▶

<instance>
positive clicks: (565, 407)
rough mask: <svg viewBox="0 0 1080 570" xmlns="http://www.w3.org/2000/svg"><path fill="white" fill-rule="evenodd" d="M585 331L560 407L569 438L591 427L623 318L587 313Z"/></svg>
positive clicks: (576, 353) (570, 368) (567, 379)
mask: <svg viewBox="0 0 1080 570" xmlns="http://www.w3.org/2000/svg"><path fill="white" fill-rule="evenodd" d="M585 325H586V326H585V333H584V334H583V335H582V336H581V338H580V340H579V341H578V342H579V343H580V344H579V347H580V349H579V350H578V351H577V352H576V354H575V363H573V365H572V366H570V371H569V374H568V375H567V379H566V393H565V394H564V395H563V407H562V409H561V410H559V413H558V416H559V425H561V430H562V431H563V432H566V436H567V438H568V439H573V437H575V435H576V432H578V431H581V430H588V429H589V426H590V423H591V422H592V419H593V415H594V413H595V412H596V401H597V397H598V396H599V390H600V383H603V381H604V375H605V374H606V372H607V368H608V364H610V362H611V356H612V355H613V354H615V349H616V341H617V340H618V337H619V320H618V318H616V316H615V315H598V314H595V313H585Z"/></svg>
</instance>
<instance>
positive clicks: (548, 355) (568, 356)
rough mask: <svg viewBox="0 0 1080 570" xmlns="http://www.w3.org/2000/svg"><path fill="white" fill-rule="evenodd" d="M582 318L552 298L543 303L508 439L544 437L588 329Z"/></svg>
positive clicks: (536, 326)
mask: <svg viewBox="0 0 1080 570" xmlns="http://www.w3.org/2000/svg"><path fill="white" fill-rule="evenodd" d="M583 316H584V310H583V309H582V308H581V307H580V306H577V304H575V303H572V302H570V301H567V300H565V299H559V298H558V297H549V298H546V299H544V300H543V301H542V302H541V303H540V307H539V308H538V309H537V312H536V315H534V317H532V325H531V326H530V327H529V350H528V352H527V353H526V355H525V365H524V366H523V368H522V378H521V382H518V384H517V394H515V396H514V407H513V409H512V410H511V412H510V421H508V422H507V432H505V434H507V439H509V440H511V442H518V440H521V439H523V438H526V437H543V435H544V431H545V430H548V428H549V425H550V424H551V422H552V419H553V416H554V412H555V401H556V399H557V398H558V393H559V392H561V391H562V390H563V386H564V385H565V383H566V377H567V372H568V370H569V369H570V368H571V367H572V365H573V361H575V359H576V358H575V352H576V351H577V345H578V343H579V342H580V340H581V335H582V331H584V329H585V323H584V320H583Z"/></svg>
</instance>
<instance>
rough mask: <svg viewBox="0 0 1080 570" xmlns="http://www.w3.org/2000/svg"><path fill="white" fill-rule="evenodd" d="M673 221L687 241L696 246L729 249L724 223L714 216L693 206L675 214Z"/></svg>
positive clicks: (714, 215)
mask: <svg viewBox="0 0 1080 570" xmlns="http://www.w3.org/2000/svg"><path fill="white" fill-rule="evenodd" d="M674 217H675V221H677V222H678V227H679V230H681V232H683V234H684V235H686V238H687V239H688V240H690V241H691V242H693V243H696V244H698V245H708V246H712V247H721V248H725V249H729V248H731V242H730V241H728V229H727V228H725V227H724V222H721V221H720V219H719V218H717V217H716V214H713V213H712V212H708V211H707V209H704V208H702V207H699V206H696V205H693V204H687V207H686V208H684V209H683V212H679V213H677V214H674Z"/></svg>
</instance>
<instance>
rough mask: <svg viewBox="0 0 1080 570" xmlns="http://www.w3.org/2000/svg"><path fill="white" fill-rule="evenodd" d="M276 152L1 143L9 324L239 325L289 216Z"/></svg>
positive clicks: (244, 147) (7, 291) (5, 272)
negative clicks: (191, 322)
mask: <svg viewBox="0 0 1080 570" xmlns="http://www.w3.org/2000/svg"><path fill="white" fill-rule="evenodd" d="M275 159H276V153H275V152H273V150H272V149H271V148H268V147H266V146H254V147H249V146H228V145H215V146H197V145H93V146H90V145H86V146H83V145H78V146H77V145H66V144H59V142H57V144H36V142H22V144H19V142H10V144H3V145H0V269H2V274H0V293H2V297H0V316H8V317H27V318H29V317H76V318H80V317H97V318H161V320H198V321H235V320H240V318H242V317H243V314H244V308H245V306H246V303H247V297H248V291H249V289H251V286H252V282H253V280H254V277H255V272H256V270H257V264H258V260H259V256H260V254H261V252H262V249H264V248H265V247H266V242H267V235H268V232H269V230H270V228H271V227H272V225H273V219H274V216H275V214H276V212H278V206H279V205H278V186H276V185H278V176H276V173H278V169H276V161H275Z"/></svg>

◀

_Work request_:
The full set of records above is to be printed exactly as it appears.

_Task solution_:
<instance>
positive clicks: (565, 407)
rough mask: <svg viewBox="0 0 1080 570" xmlns="http://www.w3.org/2000/svg"><path fill="white" fill-rule="evenodd" d="M585 331L560 407L569 438L591 427L623 318L587 313Z"/></svg>
positive clicks: (576, 353) (570, 368) (567, 379)
mask: <svg viewBox="0 0 1080 570" xmlns="http://www.w3.org/2000/svg"><path fill="white" fill-rule="evenodd" d="M585 325H586V326H585V333H584V334H583V335H582V336H581V338H580V340H579V341H578V342H579V343H580V344H579V347H580V349H579V350H578V351H577V352H576V354H575V363H573V365H572V366H570V371H569V374H568V375H567V379H566V393H565V394H564V395H563V407H562V409H561V410H559V413H558V416H559V425H561V430H562V431H563V432H566V436H567V438H568V439H573V437H575V435H576V432H578V431H581V430H588V429H589V426H590V423H591V422H592V419H593V415H594V413H595V412H596V401H597V397H598V396H599V390H600V383H603V381H604V375H605V374H606V372H607V368H608V364H610V362H611V356H612V355H613V354H615V349H616V341H617V340H618V337H619V320H618V318H616V316H615V315H598V314H595V313H585Z"/></svg>
</instance>
<instance>
positive clicks: (548, 355) (568, 356)
rough mask: <svg viewBox="0 0 1080 570" xmlns="http://www.w3.org/2000/svg"><path fill="white" fill-rule="evenodd" d="M582 318L552 298L543 303L508 439L544 437L588 329Z"/></svg>
positive clicks: (536, 326)
mask: <svg viewBox="0 0 1080 570" xmlns="http://www.w3.org/2000/svg"><path fill="white" fill-rule="evenodd" d="M583 316H584V310H583V309H582V308H581V307H580V306H577V304H575V303H572V302H570V301H567V300H565V299H559V298H558V297H549V298H546V299H544V300H543V301H542V302H541V303H540V307H539V308H538V309H537V312H536V315H534V317H532V325H531V326H530V327H529V350H528V352H527V353H526V355H525V365H524V366H523V368H522V378H521V382H518V384H517V394H515V396H514V407H513V409H512V410H511V412H510V421H508V422H507V432H505V434H507V439H509V440H511V442H518V440H521V439H523V438H526V437H543V435H544V431H545V430H548V428H549V425H550V424H551V422H552V419H553V416H554V412H555V401H556V399H557V398H558V393H559V392H561V391H562V390H563V386H564V385H565V383H566V377H567V372H568V370H569V369H570V368H571V367H572V365H573V361H575V359H576V358H575V352H576V351H577V345H578V343H579V342H580V340H581V335H582V331H584V329H585V323H584V320H583Z"/></svg>
</instance>
<instance>
rough mask: <svg viewBox="0 0 1080 570" xmlns="http://www.w3.org/2000/svg"><path fill="white" fill-rule="evenodd" d="M673 221L687 241L696 246L729 249L724 223L714 216L693 206L675 214Z"/></svg>
positive clicks: (714, 215)
mask: <svg viewBox="0 0 1080 570" xmlns="http://www.w3.org/2000/svg"><path fill="white" fill-rule="evenodd" d="M674 217H675V221H677V222H678V227H679V230H681V232H683V234H684V235H686V238H687V239H688V240H690V241H691V242H693V243H696V244H698V245H708V246H712V247H721V248H725V249H729V248H731V242H730V241H728V229H727V228H725V227H724V222H721V221H720V219H719V218H717V217H716V214H713V213H712V212H708V211H707V209H704V208H702V207H699V206H696V205H693V204H687V207H686V208H684V209H683V212H679V213H677V214H674Z"/></svg>
</instance>
<instance>
rough mask: <svg viewBox="0 0 1080 570" xmlns="http://www.w3.org/2000/svg"><path fill="white" fill-rule="evenodd" d="M276 152L1 143L9 324L239 325L289 216Z"/></svg>
positive clicks: (244, 147) (7, 291) (5, 272)
negative clicks: (191, 322)
mask: <svg viewBox="0 0 1080 570" xmlns="http://www.w3.org/2000/svg"><path fill="white" fill-rule="evenodd" d="M275 159H276V153H275V152H273V150H272V149H271V148H268V147H266V146H254V147H249V146H228V145H215V146H197V145H93V146H90V145H86V146H83V145H78V146H77V145H66V144H59V142H57V144H36V142H22V144H19V142H10V144H3V145H0V269H2V274H0V293H2V297H0V316H8V317H27V318H29V317H76V318H80V317H97V318H161V320H198V321H235V320H240V318H242V317H243V314H244V308H245V306H246V303H247V297H248V291H249V289H251V286H252V282H253V280H254V277H255V272H256V270H257V264H258V260H259V256H260V254H261V252H262V249H264V248H265V247H266V242H267V235H268V232H269V230H270V228H271V227H272V225H273V219H274V216H275V214H276V212H278V206H279V205H278V186H276V185H278V176H276V173H278V169H276V161H275Z"/></svg>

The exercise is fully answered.